■ PROVIDED TEXT ■
○ ○ ○ ○ ○ ○ ○
We hear a lot about it taking 10,000 hours to master a skill though I did have a bizarre conversation with someone (a photographer- always a bit touchy on such subjects as we all know there’s nothing to it but pressing a button…I jest) that it was really 15,000 hours. Hmm. Whatever- a long time, 10 years if you do ‘your thing’ 4 hours a day 250 days a year.

It can’t all be hard work though. There must be some place for talent in there.

Maybe we need less talent than we think though.

Paravicini, a noted autistic savant, and a professional pianist, achieved excellence by playing ‘as if his life depended on it’. Aged four he just banged a keyboard with his fists and  elbows- his teacher, who tutored him from this primitive state to concert standard, said of the boy's efforts: ‘to me it’s mainly hard work’.

In other words- talent is more about motivation than talent. Those with natural talent get more feedback than others and therefore have more incentive to practise. But autistic children are different- they have an innate motivational drive to practise as if it is a means to survival- so they become excellent too.

Stephen King wrote: “talent is as common as salt, talent is a blunt knife- it’s how much pressure you bear down with that is important.”
○ ○ ○ ○ ○ ○ ○
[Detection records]
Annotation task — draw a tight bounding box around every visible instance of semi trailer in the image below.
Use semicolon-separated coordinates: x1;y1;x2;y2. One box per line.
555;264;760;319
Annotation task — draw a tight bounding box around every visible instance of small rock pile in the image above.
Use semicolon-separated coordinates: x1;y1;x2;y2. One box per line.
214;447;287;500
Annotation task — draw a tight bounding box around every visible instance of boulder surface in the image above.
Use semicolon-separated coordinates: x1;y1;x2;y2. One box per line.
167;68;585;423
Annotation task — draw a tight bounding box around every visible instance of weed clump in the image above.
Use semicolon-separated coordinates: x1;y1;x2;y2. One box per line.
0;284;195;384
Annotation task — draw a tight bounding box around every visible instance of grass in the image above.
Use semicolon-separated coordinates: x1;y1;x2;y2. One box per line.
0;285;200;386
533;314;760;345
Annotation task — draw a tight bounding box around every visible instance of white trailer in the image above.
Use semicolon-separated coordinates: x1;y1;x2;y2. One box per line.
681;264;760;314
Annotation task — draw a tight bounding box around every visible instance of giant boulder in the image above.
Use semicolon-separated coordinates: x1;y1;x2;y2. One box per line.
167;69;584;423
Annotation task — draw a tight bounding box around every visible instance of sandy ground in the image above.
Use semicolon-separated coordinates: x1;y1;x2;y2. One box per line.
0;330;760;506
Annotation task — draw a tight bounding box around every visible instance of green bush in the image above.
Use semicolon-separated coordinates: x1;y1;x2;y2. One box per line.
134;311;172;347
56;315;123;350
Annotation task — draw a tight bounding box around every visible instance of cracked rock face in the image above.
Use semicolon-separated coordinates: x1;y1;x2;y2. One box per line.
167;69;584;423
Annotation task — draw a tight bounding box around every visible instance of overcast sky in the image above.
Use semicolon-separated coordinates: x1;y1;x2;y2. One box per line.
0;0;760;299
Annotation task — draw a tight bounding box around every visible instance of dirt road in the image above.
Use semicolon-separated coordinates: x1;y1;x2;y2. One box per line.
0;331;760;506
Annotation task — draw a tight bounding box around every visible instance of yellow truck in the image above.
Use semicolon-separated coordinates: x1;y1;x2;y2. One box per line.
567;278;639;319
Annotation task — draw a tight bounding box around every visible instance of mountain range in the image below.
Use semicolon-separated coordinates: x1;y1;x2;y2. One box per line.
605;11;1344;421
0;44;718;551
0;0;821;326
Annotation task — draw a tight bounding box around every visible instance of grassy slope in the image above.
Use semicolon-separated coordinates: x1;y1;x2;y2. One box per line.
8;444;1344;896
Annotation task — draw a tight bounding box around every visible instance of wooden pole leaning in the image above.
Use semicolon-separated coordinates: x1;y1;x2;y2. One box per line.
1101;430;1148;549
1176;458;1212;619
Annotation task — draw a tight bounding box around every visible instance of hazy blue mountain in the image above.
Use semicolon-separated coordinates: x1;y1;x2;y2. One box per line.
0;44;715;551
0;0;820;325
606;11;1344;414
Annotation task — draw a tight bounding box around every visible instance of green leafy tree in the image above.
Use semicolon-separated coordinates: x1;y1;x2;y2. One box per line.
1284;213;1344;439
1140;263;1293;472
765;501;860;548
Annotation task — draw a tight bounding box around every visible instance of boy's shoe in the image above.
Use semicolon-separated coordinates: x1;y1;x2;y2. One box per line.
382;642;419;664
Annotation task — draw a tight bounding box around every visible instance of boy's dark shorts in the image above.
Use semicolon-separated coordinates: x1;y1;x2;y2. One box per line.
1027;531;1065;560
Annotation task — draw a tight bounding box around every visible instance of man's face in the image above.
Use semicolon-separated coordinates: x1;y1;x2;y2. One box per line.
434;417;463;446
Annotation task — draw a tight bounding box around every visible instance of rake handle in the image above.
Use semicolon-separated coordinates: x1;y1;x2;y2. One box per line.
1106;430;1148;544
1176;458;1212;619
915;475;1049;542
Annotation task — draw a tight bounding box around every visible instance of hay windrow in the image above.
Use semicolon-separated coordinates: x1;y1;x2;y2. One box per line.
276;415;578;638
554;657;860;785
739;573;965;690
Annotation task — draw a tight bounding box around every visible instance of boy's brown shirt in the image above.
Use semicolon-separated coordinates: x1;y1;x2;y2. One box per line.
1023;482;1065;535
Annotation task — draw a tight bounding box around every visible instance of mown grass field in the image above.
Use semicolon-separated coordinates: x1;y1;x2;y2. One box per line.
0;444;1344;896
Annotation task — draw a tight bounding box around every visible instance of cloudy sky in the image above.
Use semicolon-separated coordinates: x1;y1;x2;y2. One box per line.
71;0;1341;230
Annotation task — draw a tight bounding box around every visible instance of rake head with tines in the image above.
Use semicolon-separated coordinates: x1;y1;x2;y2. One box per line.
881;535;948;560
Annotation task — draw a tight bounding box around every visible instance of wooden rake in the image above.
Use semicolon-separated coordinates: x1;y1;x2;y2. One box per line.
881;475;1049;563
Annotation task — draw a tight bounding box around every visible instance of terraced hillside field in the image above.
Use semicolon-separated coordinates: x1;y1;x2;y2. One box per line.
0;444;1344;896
○ ○ ○ ○ ○ ○ ○
■ TASK REQUIREMENTS ■
A - List every span of time that the text about talent and practice states in numerals.
B - Pick up the text about talent and practice after its last sentence and write a continuation of it.
The records have no connection to the text about talent and practice.

■ RESPONSES TO THE TASKS ■
A - 10,000 hours, 15,000 hours, 10 years, 4 hours, 250 days

B -
One feature of autistic children who acquire great skills be they linguistic, musical, mathematical or artistic is ‘an eye for detail’. It may be that if you can improve your ability to home in on details from time to time your overall talent will improve. Certainly if you focus greatly on a single line of a poem from time to time, your overall poetry writing ability will improve.

Entrepeneurs typically display the opposite tendency- an eye for the whole, the big picture, rather than focusing on detail. Many top people are not ‘detail freaks’- they want the wider context.

The main thing is: practise as if your life depends on it. The original impulse to learn is a survival instinct. You learn in order to survive better. Therefore if you can con yourself somehow that your very survival is at stake then you will learn very much faster. One way is to do it intensively, focusing to the exclusion of everything else.